**Page**

++++++++

One name I noticed missing from the early American pioneers...
of the union movement, a very important name, was:
drumroll...
Emma Goldman 1869--1940
Anarchist/Feminist
Founder ACLU
early advocate of birth control
early protester of the mandatory draft
and so much more.
http://www.zpub.com/notes/emmatest.html
Just keep scrolling down to under her picture.
A mind once expanded can never return to its original dimensions.
Anne Hathaway: 1556-1623
The greatest derangement of the mind is to believe in something because one wishes it to be so.
Another name which comes to
Another name which comes to mind is bushy-browed John L. Lewis:
http://en.wikipedia.org/wiki/John_L_Lewis
P.S. Sorry Michael, I didn't notice that you had already included John L. in your list...
Corporate mindsets/actions against unions...
have not noticeably changed since about 1850. At least today, they don't hire Pinkertons or bring in the army to break up organizing attempts. The railroads no longer burn down the homes of railroad workers who attempted to organize. Life is considerably better for union labor today than it was back in the early days.
Why has union membership dropped to such low numbers? Easy...not many Mexicans, Indians, Koreans, Chinese, Japanese belong to unions...and all the small plants that used to populate the middle west making tires, appliances, and the like are all out of business. We don't make much in this country any more.
Who belongs to unions? Doctors, Nurses, Teachers and the like--the professional classes. The bulk of the southern states don't want unions. See N. Carolina for a good example of this distaste for unions by the workers. Arizona is a right-to-work state. They would rather work for less than be union.
We are about where we were 130 years ago.
A mind once expanded can never return to its original dimensions.
Anne Hathaway: 1556-1623
The greatest derangement of the mind is to believe in something because one wishes it to be so.
Grinch;
You are 100% correct in your statement. Also, part of the union's decline is because a lot of companies set up their own unions, which means the company always wins. This disenchants a great many workers who have never belonged to a real union.
A lot of people don't realize that the benefits and pay they receive from a non-union company is in response to the employees ability to unionize. The company pays a livable wage and reasonable benefits to keep a union from forming.
And they don't realize that what we take for granted today, i.e. sick pay, 40hr. work weeks, overtime, vacations, holidays, etc., were brought about by unions. And many times it came to out and out hand-to-hand combat in the streets with paid company thugs.
But one of the overpowering reasons is just as you stated, unions started as a method for blue collar workers to gain from their labor. While there will always be a recognizable blue collar segment in our country, we are no longer nearly as blue collar as we were 40 or 50 years ago. We are now a service and technology country.

++++++++

**Given information**

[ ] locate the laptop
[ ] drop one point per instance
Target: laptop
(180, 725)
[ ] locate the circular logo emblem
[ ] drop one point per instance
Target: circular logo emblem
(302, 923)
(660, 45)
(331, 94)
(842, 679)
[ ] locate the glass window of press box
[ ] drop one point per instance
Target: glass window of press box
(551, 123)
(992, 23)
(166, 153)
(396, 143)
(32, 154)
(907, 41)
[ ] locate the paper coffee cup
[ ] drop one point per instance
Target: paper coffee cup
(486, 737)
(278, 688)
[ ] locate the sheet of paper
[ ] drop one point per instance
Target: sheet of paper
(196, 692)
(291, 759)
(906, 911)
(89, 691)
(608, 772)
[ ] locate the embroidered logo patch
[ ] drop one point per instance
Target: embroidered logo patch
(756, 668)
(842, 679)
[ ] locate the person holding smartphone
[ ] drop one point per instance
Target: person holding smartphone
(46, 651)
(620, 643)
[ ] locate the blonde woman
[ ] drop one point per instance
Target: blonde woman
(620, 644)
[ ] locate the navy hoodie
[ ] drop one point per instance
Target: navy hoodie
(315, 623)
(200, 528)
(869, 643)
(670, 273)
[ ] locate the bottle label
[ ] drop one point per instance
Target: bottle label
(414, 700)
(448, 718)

++++++++

**Tasks to complete**
a) List every benefit that the union discussion says was brought about by unions.
b) Write out everything in the union discussion from "A lot of people" down to "union from forming.".

**Exercise solutions**
a)
sick pay
40hr. work weeks
overtime
vacations
holidays

b)
A lot of people don't realize that the benefits and pay they receive from a non-union company is in response to the employees ability to unionize. The company pays a livable wage and reasonable benefits to keep a union from forming.